> [THE EXERCISE]: Which lines in the listing below contain the string "mark"? Copy out each of them, treating uppercase and lowercase as different.

Part of a data file
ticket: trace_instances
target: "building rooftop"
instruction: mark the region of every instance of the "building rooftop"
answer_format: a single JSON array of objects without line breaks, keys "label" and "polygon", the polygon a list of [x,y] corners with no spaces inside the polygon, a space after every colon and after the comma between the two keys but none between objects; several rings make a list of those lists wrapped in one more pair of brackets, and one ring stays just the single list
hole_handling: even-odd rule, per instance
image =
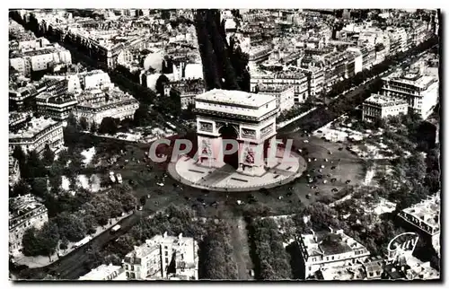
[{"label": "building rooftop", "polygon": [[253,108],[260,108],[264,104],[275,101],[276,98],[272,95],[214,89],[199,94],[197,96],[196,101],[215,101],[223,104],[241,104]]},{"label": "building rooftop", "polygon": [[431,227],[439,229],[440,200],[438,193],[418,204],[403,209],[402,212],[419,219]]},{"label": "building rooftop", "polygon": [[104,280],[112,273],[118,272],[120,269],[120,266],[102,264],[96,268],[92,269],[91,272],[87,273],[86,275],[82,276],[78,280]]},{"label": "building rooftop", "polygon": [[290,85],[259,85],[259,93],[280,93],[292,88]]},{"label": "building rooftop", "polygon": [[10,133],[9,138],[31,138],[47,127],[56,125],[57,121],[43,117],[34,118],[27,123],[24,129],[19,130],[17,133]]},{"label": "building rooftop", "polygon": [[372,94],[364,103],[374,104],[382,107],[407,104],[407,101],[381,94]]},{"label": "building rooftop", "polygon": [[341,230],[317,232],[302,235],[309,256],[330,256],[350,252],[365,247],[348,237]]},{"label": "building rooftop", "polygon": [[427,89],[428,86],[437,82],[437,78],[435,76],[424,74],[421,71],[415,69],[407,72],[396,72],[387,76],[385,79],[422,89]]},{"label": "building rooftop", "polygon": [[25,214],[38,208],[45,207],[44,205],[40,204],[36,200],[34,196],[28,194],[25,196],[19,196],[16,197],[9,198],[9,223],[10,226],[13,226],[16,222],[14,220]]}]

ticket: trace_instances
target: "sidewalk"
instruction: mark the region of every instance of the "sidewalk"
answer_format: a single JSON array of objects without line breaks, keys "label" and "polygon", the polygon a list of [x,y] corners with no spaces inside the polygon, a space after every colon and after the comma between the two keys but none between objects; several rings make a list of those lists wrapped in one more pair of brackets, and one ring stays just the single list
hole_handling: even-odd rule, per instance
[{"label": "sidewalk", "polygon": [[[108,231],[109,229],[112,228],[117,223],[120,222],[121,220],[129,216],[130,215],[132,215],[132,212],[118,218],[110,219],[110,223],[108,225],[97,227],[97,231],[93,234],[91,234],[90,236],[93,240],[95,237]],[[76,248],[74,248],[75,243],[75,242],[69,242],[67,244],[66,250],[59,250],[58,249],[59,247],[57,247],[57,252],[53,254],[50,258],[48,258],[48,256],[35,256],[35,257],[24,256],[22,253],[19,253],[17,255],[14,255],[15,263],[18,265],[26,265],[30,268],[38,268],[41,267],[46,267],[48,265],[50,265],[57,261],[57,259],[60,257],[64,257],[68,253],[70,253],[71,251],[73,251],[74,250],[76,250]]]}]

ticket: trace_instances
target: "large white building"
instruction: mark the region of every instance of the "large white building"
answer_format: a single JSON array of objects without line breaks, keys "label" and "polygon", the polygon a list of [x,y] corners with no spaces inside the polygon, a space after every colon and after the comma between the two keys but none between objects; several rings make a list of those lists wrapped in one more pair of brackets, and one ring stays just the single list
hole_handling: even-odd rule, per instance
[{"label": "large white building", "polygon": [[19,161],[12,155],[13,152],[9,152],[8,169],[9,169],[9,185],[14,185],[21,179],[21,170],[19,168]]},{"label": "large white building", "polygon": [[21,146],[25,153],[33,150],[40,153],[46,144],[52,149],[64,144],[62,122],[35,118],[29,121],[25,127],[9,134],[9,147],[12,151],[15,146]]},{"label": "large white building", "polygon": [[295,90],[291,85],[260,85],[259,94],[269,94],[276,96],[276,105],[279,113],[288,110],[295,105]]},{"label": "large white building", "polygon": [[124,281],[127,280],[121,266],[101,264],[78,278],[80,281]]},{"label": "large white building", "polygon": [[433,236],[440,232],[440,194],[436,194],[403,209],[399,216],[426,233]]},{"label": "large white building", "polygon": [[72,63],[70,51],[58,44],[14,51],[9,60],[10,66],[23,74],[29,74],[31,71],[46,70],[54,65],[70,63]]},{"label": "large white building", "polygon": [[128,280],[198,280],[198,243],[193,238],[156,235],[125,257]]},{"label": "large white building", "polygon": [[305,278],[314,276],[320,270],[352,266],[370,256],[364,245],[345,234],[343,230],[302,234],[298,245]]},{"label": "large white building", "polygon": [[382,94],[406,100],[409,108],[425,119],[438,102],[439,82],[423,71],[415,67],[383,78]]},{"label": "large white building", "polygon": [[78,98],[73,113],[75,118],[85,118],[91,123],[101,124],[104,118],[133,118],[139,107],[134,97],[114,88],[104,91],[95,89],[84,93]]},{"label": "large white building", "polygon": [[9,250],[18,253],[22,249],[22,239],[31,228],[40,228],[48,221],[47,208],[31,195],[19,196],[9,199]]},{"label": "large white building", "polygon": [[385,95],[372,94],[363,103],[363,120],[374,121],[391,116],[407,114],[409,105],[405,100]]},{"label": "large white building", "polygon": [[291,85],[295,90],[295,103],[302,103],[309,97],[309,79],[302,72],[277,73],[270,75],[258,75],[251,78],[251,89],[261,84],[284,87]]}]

> [EXERCISE SOLUTION]:
instruction: mark the region of every instance of the "building rooftop"
instruction: mark the region of every instance of the "sidewalk"
instruction: mark the region of every instance of the "large white building"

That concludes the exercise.